Passage for review:
+===+
Reference no: EM132786630
Questions -
Q1.Mr. Tino is thinking of buying a machine worthP300,000 with a scrap value of P40,000 after 5 years. It is expected to generate a net income before taxes of P80,000 a year with an income tax rate of 30%. The cost of capital is 10%.
A. What is the annual cash return?
B. What is the payback period?
C. What is the net present value?
Q2. BHI Holdings has been presented with an investment opportunity which has an annual cash inflow of P30,000 per year in years 1-2; P40,000 per year in years 3 to 4; and P60,000 in year 5. This investment cost the firm P120,000 today and the firm's required rate of return is 10%.
A. What is the payback period of this investment?
B. What is the discounted payback period?
C. What is the net present value of the investment?
Q3. Cayco Medical Center is considering purchasing an ultrasound machine for P950,000. The machine has a 10 - year life and an estimated salvage value of P55,000. Installation costs and freight charges will be P24,200 and P800, respectively. Newman uses straight-line depreciation.
The medical center estimates that the machine will be used five times a week with the average charges to the patient for ultrasound of P800. There are P10 in medical supplies and P40 of technician costs for each procedure performed using the machine. The present value of an annuity of 1 for 10 years at 9% is 6.418 while the present value of 1 for 10 years at 9% is 0.42241
A. The cash payback period is?
B. The project is expected to generate net present value of?
C. What is the accounting rate of return provided by the project?
D. What is the annual net income of this project?
+===+
Data section:
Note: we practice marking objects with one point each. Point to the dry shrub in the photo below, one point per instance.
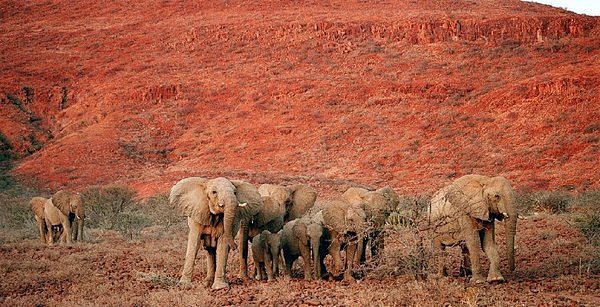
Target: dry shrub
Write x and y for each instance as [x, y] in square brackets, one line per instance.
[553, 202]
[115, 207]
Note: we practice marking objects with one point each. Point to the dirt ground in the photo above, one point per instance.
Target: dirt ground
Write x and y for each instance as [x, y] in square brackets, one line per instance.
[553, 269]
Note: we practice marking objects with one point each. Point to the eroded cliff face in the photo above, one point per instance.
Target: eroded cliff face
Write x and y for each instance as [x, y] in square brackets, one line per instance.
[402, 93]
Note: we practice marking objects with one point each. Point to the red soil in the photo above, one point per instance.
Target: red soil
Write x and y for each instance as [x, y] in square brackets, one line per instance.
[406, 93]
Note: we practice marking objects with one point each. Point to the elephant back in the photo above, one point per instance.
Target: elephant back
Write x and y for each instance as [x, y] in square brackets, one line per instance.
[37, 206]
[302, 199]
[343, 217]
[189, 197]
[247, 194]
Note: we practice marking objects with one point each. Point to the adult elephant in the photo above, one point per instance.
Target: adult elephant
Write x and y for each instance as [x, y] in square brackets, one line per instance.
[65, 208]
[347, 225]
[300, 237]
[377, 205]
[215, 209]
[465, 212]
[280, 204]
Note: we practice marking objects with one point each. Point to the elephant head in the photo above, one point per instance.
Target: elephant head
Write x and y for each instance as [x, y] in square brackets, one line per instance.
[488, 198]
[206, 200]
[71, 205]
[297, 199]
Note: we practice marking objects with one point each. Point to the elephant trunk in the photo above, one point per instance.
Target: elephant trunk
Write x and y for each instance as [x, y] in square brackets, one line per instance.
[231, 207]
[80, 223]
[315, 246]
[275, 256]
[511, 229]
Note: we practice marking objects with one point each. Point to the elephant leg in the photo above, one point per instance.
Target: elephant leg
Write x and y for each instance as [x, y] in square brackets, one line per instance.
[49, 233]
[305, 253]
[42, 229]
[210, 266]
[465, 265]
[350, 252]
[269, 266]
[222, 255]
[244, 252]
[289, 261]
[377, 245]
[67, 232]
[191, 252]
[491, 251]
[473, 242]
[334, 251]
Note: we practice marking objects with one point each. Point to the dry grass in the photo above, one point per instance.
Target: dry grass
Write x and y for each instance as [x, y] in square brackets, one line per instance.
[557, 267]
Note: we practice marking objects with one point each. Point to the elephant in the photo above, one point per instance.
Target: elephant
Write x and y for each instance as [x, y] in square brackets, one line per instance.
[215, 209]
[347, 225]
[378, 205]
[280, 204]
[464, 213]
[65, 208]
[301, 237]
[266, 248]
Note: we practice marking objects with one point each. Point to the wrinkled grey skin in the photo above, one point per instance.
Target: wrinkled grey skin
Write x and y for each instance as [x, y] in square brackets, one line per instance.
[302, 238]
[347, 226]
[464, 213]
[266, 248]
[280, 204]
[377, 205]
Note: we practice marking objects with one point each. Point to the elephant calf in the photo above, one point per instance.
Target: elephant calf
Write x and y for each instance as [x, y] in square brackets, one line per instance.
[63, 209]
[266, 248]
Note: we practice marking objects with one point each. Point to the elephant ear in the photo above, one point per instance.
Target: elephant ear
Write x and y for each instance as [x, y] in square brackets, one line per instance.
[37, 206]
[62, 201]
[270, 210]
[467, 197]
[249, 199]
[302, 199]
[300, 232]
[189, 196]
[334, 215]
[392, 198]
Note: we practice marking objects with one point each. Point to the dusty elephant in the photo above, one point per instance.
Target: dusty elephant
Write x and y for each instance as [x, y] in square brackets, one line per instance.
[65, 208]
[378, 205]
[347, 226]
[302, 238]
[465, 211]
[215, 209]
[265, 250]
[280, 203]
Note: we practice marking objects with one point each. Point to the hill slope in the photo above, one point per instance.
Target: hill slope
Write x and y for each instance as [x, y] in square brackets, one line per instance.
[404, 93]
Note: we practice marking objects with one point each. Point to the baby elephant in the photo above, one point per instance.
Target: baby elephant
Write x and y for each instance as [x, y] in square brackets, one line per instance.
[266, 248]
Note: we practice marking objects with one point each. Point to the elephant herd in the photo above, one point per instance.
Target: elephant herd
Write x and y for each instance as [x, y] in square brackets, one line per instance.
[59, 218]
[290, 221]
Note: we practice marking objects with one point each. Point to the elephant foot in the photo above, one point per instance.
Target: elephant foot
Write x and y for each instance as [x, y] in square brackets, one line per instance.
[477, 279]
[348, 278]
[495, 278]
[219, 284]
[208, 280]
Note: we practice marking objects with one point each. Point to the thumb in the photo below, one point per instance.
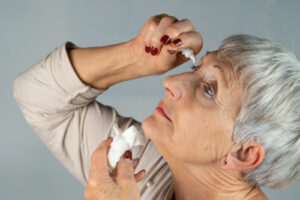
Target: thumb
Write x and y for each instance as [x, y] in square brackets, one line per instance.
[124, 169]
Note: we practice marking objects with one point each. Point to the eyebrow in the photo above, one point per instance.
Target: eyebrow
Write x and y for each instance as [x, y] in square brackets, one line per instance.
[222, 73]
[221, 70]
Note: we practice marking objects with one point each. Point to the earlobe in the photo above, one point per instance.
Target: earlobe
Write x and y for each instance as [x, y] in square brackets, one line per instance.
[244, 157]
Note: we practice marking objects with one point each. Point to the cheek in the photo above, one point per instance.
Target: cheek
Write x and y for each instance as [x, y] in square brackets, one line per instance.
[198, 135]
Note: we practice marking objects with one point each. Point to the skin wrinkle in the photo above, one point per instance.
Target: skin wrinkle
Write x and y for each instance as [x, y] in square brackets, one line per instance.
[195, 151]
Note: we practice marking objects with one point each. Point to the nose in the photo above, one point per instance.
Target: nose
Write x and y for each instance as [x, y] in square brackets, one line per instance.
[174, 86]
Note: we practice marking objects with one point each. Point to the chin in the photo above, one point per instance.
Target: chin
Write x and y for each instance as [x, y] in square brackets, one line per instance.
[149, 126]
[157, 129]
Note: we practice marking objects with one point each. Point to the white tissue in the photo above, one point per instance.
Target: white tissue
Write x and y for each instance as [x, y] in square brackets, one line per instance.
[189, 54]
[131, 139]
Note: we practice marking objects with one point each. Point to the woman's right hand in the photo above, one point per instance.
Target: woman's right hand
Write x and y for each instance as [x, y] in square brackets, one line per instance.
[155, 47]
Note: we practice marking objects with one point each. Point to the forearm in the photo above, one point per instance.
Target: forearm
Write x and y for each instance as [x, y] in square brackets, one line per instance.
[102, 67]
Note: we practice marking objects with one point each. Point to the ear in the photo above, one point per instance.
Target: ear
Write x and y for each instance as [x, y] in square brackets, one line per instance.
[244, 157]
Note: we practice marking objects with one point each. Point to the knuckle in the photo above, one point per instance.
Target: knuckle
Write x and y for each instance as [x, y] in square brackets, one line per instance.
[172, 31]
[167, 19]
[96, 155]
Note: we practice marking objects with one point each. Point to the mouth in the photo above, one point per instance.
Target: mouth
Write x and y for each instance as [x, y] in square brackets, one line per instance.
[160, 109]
+===+
Complete the following:
(1) Write out the part of the investment problems from "The medical center" down to "of this project?", copied word for word.
(2) List each annual cash inflow the investment problems give for the BHI Holdings opportunity, together with the years it applies to.

Solutions to each task:
(1)
The medical center estimates that the machine will be used five times a week with the average charges to the patient for ultrasound of P800. There are P10 in medical supplies and P40 of technician costs for each procedure performed using the machine. The present value of an annuity of 1 for 10 years at 9% is 6.418 while the present value of 1 for 10 years at 9% is 0.42241
A. The cash payback period is?
B. The project is expected to generate net present value of?
C. What is the accounting rate of return provided by the project?
D. What is the annual net income of this project?

(2)
- P30,000 per year in years 1-2
- P40,000 per year in years 3 to 4
- P60,000 in year 5